● OBJETIVO A
Liste todas as medidas que, segundo o trecho sobre formigas em colmos, foram tomadas nos colmos.

● TRECHO SELECIONADO
__________________________________________________
As formigas foram congeladas e posteriormente acondicionadas em frascos contendo etanol 70%. Após montados, os indivíduos foram separados em morfoespécies e identificados até gênero com o auxílio da chave de identificação de Bolton (1994) e espécie/morfoespécie por comparação com a coleção entomológica do Laboratório de Ecologia Evolutiva de Insetos de Dossel e Sucessão Natural da Universidade Federal de Ouro Preto (UFOP), em Ouro Preto. Essa coleção compreende um conjunto de exemplares de Formicidae cujas espécies foram identificadas no Laboratório de Mirmecologia (CEPEC/CEPLAC), em Ilhéus, BA.

Do montante inicial de 30 colmos, foram registrados dados estruturais e morfológicos de 20 deles. Foram tomadas as seguintes medidas: número de entrenós, comprimento e diâmetro dos entrenós, número de furos, comprimento total do colmo e a altura em que ele atinge o dossel. A região do colmo onde ocorre a primeira ramificação também foi verificada, assim como o número de furos e a ocorrência ou não de formigas para cada entrenó. Para medir o comprimento acima do dossel, foi considerado que o mesmo se iniciaria acima da primeira bifurcação da árvore na qual o colmo se apoiava. O efeito das variáveis morfométricas sobre a distribuição da assembléia de formigas foi analisado com uso de modelos de regressão linear simples.
__________________________________________________
● REGISTROS
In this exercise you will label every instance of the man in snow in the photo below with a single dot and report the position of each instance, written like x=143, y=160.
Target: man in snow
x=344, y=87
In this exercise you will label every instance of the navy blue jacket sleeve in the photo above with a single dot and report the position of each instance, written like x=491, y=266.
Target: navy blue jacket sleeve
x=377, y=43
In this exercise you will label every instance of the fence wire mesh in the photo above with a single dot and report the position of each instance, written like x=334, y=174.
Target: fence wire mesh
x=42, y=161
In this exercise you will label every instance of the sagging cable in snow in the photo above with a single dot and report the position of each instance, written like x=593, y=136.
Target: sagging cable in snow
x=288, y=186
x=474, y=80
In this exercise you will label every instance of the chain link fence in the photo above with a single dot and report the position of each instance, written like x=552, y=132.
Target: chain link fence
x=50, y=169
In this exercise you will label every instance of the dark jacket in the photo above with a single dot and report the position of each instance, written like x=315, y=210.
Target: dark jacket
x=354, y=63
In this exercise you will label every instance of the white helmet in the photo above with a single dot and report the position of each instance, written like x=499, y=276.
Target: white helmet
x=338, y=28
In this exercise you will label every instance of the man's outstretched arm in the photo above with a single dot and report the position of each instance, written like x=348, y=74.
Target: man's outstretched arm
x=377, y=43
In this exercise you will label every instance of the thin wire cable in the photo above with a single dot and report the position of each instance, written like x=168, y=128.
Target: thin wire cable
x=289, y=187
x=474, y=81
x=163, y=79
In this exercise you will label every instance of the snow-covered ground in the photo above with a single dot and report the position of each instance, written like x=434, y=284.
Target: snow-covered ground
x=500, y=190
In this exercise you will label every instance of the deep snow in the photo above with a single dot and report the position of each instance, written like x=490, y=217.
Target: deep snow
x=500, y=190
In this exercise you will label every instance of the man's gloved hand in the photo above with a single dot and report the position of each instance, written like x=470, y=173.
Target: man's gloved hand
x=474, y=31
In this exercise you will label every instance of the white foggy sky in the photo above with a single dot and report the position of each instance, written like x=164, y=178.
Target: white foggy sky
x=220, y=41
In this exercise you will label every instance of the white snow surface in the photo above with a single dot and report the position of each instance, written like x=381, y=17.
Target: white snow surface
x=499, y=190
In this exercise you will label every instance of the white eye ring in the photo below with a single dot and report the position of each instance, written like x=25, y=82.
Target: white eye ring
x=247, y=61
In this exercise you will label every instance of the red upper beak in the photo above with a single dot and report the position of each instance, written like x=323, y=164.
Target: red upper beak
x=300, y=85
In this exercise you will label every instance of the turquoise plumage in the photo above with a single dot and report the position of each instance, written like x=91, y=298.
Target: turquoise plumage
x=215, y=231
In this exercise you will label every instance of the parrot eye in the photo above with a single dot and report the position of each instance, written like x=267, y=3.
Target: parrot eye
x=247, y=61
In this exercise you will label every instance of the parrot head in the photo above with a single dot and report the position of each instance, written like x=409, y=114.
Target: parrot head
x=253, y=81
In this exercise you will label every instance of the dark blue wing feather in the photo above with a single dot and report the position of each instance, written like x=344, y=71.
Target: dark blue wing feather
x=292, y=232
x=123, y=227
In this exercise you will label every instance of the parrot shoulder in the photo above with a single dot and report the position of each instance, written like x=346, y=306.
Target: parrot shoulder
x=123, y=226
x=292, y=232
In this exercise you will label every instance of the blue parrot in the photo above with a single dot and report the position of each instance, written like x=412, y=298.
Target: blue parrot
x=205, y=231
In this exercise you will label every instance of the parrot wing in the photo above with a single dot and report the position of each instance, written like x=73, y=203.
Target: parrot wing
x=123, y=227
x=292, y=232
__________________________________________________
● OBJETIVO B
Nos registros, reescreva o trecho que vai da linha com "like x=73, y=203." até o fim dos registros, trocando "parrot wing" por "bird wing" e mantendo todo o resto igual.

● RESPOSTA CORRETA A
- Número de entrenós
- Comprimento dos entrenós
- Diâmetro dos entrenós
- Número de furos
- Comprimento total do colmo
- Altura em que o colmo atinge o dossel

● RESPOSTA CORRETA B
In this exercise you will label every instance of the bird wing in the photo above with a single dot and report the position of each instance, written like x=73, y=203.
Target: bird wing
x=123, y=227
x=292, y=232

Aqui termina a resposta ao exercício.